▸ Your objective:
In the data below, switch every "pointer" to "locator" and leave everything else unchanged.

▸ Dataset rows:

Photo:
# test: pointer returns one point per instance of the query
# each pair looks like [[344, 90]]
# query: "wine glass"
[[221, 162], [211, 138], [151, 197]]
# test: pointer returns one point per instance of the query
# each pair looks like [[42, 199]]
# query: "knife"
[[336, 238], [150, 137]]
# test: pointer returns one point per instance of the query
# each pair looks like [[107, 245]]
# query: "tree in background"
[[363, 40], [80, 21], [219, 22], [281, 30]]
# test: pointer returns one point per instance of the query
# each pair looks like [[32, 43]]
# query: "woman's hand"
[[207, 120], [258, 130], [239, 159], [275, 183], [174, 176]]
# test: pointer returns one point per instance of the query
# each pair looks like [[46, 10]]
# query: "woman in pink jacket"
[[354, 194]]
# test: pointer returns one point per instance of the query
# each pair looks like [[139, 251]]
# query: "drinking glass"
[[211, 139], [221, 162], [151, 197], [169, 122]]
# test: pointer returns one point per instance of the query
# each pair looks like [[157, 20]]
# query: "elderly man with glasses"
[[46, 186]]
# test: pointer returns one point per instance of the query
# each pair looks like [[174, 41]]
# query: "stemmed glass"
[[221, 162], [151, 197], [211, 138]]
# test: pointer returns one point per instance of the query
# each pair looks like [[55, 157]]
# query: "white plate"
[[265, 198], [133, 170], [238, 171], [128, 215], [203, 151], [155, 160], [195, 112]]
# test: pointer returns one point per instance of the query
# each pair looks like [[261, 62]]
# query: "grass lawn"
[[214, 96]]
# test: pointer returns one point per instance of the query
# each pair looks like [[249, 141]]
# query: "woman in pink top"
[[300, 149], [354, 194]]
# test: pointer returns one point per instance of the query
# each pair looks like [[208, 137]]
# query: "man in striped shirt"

▸ Worked answer:
Photo:
# test: locator returns one point per instance of the query
# each pair looks like [[344, 90]]
# query: "wine glass"
[[221, 162], [211, 138], [151, 197]]
# test: locator returns one point per instance of the query
# each pair looks like [[42, 199]]
# query: "knife"
[[336, 238], [150, 137]]
# test: locator returns one point per instance of the query
# each pair looks like [[107, 245]]
# query: "tree in background"
[[363, 40], [80, 21], [219, 22], [281, 30]]
# test: locator returns one point per instance of the query
# each pair looks like [[32, 43]]
# query: "woman's hand"
[[207, 120], [258, 130], [239, 159], [275, 183], [174, 176]]
# test: locator returns one point per instance of the query
# each pair looks like [[46, 10]]
# query: "woman in pink jacket"
[[354, 194]]
# test: locator returns one point per instance of the query
# each pair looks like [[139, 251]]
# query: "drinking glass"
[[211, 139], [221, 162], [151, 197], [169, 122]]
# test: locator returns one point per instance of the query
# each pair looks like [[157, 20]]
# query: "elderly man with glasses"
[[46, 186]]
# test: locator returns one point per instance of the query
# each pair looks like [[174, 41]]
# query: "stemmed glass"
[[221, 162], [151, 197], [211, 138]]
# test: locator returns one point per instance of the query
# each pair looks like [[55, 157]]
# query: "white plate"
[[265, 198], [133, 170], [238, 171], [128, 215], [203, 151], [155, 160], [195, 112]]
# test: locator returns one point per instance of the query
# each pair looks like [[261, 62]]
# query: "grass lawn"
[[214, 96]]
# test: locator returns one point per instance of the query
# each pair looks like [[249, 141]]
# query: "woman in pink top"
[[300, 149], [354, 194]]
# test: locator returns one point per instance of the query
# each pair looks like [[208, 137]]
# query: "man in striped shirt"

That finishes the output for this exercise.